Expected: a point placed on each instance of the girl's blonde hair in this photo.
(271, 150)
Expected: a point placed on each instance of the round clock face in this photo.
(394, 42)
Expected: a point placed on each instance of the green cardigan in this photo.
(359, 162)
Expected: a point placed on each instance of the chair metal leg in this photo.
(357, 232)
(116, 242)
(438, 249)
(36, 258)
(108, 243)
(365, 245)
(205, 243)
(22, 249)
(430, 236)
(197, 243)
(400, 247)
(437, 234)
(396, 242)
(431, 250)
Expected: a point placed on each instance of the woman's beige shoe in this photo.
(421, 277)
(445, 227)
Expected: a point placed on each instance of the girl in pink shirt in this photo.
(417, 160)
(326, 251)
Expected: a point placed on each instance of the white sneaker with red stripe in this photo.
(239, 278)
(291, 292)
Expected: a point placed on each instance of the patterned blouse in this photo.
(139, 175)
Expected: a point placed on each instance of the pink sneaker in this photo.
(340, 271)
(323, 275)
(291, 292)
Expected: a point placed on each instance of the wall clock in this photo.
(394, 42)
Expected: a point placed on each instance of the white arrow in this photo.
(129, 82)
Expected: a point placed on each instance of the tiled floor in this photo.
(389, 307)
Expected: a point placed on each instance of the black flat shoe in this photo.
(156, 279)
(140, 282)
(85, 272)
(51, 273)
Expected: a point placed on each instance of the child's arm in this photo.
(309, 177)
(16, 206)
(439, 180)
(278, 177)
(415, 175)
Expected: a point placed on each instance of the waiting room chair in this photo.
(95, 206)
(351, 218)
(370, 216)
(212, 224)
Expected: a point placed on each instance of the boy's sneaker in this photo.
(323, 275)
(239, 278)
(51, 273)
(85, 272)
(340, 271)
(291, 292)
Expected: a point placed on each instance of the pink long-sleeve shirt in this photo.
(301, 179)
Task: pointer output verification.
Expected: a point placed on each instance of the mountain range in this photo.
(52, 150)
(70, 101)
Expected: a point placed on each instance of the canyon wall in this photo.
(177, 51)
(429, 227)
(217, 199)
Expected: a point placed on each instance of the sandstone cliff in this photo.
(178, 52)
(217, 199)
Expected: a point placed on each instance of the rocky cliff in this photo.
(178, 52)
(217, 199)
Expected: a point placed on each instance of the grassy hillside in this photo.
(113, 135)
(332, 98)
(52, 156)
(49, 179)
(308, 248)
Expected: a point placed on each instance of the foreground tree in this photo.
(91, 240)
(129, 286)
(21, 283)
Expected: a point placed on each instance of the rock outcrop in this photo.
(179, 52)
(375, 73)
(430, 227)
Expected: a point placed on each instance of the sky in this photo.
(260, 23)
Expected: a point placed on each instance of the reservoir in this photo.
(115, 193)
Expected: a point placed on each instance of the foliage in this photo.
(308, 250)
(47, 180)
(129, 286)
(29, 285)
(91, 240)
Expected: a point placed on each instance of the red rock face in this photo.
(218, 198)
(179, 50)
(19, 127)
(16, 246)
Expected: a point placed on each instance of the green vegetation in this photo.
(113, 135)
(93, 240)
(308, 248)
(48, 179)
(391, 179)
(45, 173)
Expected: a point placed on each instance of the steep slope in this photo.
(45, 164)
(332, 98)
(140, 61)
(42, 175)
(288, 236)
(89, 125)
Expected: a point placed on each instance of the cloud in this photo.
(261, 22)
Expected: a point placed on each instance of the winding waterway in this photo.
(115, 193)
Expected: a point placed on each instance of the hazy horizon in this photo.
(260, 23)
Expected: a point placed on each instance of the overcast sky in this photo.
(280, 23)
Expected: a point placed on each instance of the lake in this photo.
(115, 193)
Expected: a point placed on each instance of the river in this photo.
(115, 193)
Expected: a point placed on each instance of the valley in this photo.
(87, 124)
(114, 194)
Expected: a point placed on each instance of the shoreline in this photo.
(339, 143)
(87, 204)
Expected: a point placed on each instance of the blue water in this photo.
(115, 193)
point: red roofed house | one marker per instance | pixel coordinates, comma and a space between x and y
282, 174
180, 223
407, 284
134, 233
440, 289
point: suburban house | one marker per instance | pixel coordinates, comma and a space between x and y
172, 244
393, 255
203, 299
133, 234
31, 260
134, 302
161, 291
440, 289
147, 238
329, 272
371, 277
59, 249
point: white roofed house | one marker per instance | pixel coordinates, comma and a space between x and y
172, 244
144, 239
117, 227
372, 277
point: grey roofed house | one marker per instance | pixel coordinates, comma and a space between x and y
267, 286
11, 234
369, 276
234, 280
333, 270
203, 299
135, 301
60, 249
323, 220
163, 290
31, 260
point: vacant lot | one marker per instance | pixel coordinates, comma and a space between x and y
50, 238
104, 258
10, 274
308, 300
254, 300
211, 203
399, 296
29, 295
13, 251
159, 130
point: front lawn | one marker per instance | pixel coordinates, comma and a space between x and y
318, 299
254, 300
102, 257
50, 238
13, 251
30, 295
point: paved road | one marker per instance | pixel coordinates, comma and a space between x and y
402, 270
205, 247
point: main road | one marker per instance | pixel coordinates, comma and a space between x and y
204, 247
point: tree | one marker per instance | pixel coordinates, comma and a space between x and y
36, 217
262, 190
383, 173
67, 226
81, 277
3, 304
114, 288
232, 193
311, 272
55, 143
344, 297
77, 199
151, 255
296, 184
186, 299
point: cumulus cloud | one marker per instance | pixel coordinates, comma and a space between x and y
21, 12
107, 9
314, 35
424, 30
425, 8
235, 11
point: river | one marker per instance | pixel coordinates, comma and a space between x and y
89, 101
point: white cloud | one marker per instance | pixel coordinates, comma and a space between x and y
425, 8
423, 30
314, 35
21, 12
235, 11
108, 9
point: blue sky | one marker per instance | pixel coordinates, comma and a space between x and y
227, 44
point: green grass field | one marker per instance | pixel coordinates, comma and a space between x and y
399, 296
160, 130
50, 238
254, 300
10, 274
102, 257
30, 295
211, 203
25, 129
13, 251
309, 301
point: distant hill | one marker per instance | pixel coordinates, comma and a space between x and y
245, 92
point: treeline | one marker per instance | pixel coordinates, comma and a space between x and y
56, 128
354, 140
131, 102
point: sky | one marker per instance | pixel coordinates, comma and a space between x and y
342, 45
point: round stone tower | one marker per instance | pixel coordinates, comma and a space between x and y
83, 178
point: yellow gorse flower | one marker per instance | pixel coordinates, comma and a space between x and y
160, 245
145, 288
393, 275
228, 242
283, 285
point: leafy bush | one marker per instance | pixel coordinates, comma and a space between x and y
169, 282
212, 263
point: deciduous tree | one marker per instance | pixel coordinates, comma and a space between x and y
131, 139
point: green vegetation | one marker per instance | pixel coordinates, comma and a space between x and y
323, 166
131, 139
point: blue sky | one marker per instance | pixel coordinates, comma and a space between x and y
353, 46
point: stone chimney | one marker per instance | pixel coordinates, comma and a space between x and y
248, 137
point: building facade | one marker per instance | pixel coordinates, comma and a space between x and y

....

■ **TASK STATEMENT**:
Using the exact wording, write out all of the records.

■ **CORRECT RESPONSE**:
Expected: a point placed on each instance of the girl's blonde hair in this photo.
(271, 150)
Expected: a point placed on each instance of the round clock face in this photo.
(394, 42)
Expected: a point placed on each instance of the green cardigan in this photo.
(359, 162)
Expected: a point placed on each instance of the chair metal leg in this photo.
(357, 232)
(116, 242)
(438, 249)
(36, 258)
(108, 243)
(365, 245)
(205, 243)
(22, 249)
(430, 236)
(197, 243)
(400, 247)
(437, 234)
(396, 242)
(431, 250)
Expected: a point placed on each instance of the woman's beige shoe in this photo.
(421, 277)
(445, 227)
Expected: a point placed on each instance of the girl in pink shirt in this photo.
(417, 160)
(326, 251)
Expected: a point placed on each instance of the white sneaker with red stripe in this photo.
(239, 278)
(291, 292)
Expected: a point placed on each instance of the patterned blouse in this photo.
(139, 175)
Expected: a point placed on each instance of the pink sneaker in this photo.
(340, 271)
(323, 275)
(291, 292)
Expected: a point placed on each instance of the wall clock in this photo.
(394, 42)
Expected: a point placed on each instance of the white arrow in this photo.
(129, 82)
Expected: a point placed on each instance of the tiled floor in this photo.
(389, 307)
Expected: a point placed on each instance of the black flat shoe in this photo.
(156, 279)
(140, 282)
(85, 272)
(51, 273)
Expected: a point placed on each instance of the child's arm in this photo.
(309, 177)
(16, 206)
(439, 180)
(278, 177)
(415, 175)
Expected: a point placed on each instance of the waiting room chair in this photo.
(95, 206)
(351, 218)
(370, 216)
(212, 224)
Expected: a point placed on each instance of the boy's sneaker in this photo.
(323, 275)
(239, 278)
(51, 273)
(85, 272)
(340, 271)
(291, 292)
Expected: a point placed on each instance of the pink long-sleeve shirt in this photo.
(301, 179)
Task: pointer output verification.
Expected: a point placed on each instance of the mountain range in this photo.
(52, 150)
(70, 101)
Expected: a point placed on each instance of the canyon wall in this photo.
(177, 51)
(429, 227)
(217, 199)
Expected: a point placed on each instance of the sandstone cliff in this photo.
(178, 52)
(217, 199)
Expected: a point placed on each instance of the rocky cliff in this photo.
(178, 52)
(217, 199)
Expected: a point placed on each instance of the grassy hillside in this photo.
(113, 135)
(332, 98)
(52, 156)
(49, 179)
(308, 248)
Expected: a point placed on each instance of the foreground tree in this photo.
(91, 240)
(129, 286)
(21, 283)
Expected: a point placed on each instance of the rock outcrop in this photo.
(179, 52)
(375, 73)
(430, 227)
Expected: a point placed on each instance of the sky in this photo.
(260, 23)
Expected: a point placed on each instance of the reservoir in this photo.
(115, 193)
Expected: a point placed on each instance of the foliage in this photo.
(308, 250)
(47, 180)
(129, 286)
(29, 285)
(91, 240)
Expected: a point placed on each instance of the red rock face in this photo.
(218, 198)
(179, 50)
(19, 127)
(16, 246)
Expected: a point placed on each instance of the green vegetation in this photo.
(113, 135)
(93, 240)
(308, 248)
(48, 179)
(391, 179)
(45, 173)
Expected: a point placed on each instance of the steep slope in this photo.
(45, 164)
(332, 98)
(140, 61)
(42, 175)
(288, 236)
(89, 125)
Expected: a point placed on each instance of the cloud in this photo.
(261, 22)
Expected: a point placed on each instance of the winding waterway in this photo.
(115, 193)
Expected: a point placed on each instance of the hazy horizon in this photo.
(260, 23)
Expected: a point placed on each instance of the overcast sky in this photo.
(280, 23)
Expected: a point placed on each instance of the lake in this photo.
(115, 193)
Expected: a point placed on each instance of the river in this photo.
(115, 193)
Expected: a point placed on each instance of the valley in this photo.
(87, 124)
(114, 194)
Expected: a point placed on each instance of the shoreline in this photo.
(339, 143)
(87, 204)
Expected: a point placed on each instance of the blue water in this photo.
(115, 193)
point: red roofed house | one marker per instance | pixel coordinates, comma and a space between x and y
282, 174
180, 223
407, 284
134, 233
440, 289
point: suburban house | one marker per instance | pixel coordinates, comma and a space between x and y
172, 244
393, 255
203, 299
133, 234
31, 260
134, 302
161, 291
440, 289
147, 238
329, 272
371, 277
59, 249
point: white roofed house | one marker per instance | pixel coordinates, comma and a space between x and y
172, 244
144, 239
117, 227
372, 277
point: grey roofed house | one marker per instance | pixel coordinates, comma and a space between x and y
267, 286
11, 234
369, 276
234, 280
333, 270
203, 299
135, 301
60, 249
323, 220
163, 290
31, 260
point: vacant lot | one marker per instance | pixel coordinates, comma and a space between x and y
50, 238
104, 258
10, 274
308, 300
254, 300
211, 203
399, 296
29, 295
13, 251
159, 130
point: front lawn | one marker per instance | pixel coordinates, comma and a space between x and y
318, 299
254, 300
102, 257
50, 238
13, 251
30, 295
point: paved road | one marker per instance | pixel coordinates, comma and a space between x and y
402, 270
205, 247
point: main road | one marker per instance | pixel coordinates, comma and a space between x and y
204, 247
point: tree | one marker per instance | pixel coordinates, comma and a space between x and y
36, 217
262, 190
383, 173
67, 226
81, 277
3, 304
114, 288
232, 193
311, 272
55, 143
344, 297
77, 199
151, 255
296, 184
186, 299
point: cumulus cloud | one marker per instance | pixel coordinates, comma and a space between x and y
21, 12
107, 9
314, 35
424, 30
425, 8
235, 11
point: river | one marker per instance | pixel coordinates, comma and a space between x and y
89, 101
point: white cloud | one marker per instance | pixel coordinates, comma and a space between x and y
425, 8
423, 30
314, 35
21, 12
235, 11
108, 9
point: blue sky | one marker per instance | pixel coordinates, comma and a space between x and y
227, 44
point: green grass field | one marker per instance | pixel coordinates, comma and a space between x and y
399, 296
160, 130
50, 238
254, 300
10, 274
102, 257
30, 295
211, 203
25, 129
13, 251
309, 301
point: distant hill | one marker per instance | pixel coordinates, comma and a space between x and y
245, 92
point: treeline | one marker per instance | pixel coordinates, comma and a space between x and y
56, 128
354, 140
131, 102
point: sky | one marker per instance | pixel coordinates, comma and a space between x and y
342, 45
point: round stone tower | one marker per instance | pixel coordinates, comma and a space between x and y
83, 178
point: yellow gorse flower | one marker per instance | pixel coordinates, comma and a space between x and y
160, 245
145, 288
393, 275
228, 242
283, 285
point: leafy bush | one marker per instance | pixel coordinates, comma and a space between x and y
169, 282
212, 263
point: deciduous tree | one marker per instance | pixel coordinates, comma and a space between x and y
131, 139
point: green vegetation | one marker per instance | pixel coordinates, comma and a space between x and y
323, 166
131, 139
point: blue sky | one marker per instance | pixel coordinates, comma and a space between x and y
353, 46
point: stone chimney | one marker per instance | pixel coordinates, comma and a space between x and y
248, 137
point: building facade | one marker per instance | pixel coordinates, comma and a space between x and y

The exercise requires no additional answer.